# start of Text provided
The Sorting Is Complete, and Nobody Told the Never Trumpers

The Never Trump ecosystem is really good at preaching to the converted, and reaffirming their priors, but reaching any new people? Not so much. The evidence shows that the political landscape is calcified.

The Sorting Is Complete, and Nobody Told the Never Trumpers

[Part 3 of a series on the Never Trump ecosystem. Start with Part 1 or catch up on Part 2.]

Here's something I've noticed watching the Never Trump media ecosystem over the past several years: they talk a lot about persuasion, but they're almost entirely talking to people who are already persuaded.

This isn't a small observation. It's actually the central strategic failure of the Never Trump political project, and understanding it requires being honest about something the Never Trump commentariat seems genuinely reluctant to acknowledge: the sorting is done. It's over. The Republicans who were going to leave have left, and the ones who were going to stay have made their peace with it, one way or another.

What actually happened

Between 2016 and 2024, American voters - particularly Republican-identifying voters - went through an extended, brutal sorting process. Every major Trump controversy became a decision point. The Access Hollywood tape. Helsinki. January 6th. The indictments. The conviction. North of seventy-seven million votes in 2024 went for Trump despite all of it. In fact, the shift of votes to Trump accelerated in 2024.

At each of those moments, the Never Trump argument was: surely this is the thing that breaks it. And each time, the Republican base absorbed the shock, rationalized it, and came out the other side more committed than before. The people who couldn't rationalize it left — changed their registration, voted Democratic, sat out. The people who could rationalize it stayed, and the rationalizations got more elaborate and more load-bearing with each cycle.
# end of Text provided
# start of Material
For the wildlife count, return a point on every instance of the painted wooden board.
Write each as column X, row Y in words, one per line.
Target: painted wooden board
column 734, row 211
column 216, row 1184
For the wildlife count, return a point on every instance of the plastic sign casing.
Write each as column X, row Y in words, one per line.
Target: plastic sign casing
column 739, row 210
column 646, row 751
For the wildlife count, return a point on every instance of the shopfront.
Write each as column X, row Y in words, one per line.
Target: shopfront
# end of Material
> _Short task 1_
From the article on the Never Trump ecosystem, duplicate the stretch from "This isn't a" through "way or another." word for word.
> _Short task 2_
What major Trump controversies does the article on the Never Trump ecosystem list as decision points for voters?
> _Short task 3_
According to the article on the Never Trump ecosystem, how many votes went for Trump in 2024?

> _Expected answer 1_
This isn't a small observation. It's actually the central strategic failure of the Never Trump political project, and understanding it requires being honest about something the Never Trump commentariat seems genuinely reluctant to acknowledge: the sorting is done. It's over. The Republicans who were going to leave have left, and the ones who were going to stay have made their peace with it, one way or another.

> _Expected answer 2_
- The Access Hollywood tape
- Helsinki
- January 6th
- The indictments
- The conviction

> _Expected answer 3_
North of seventy-seven million.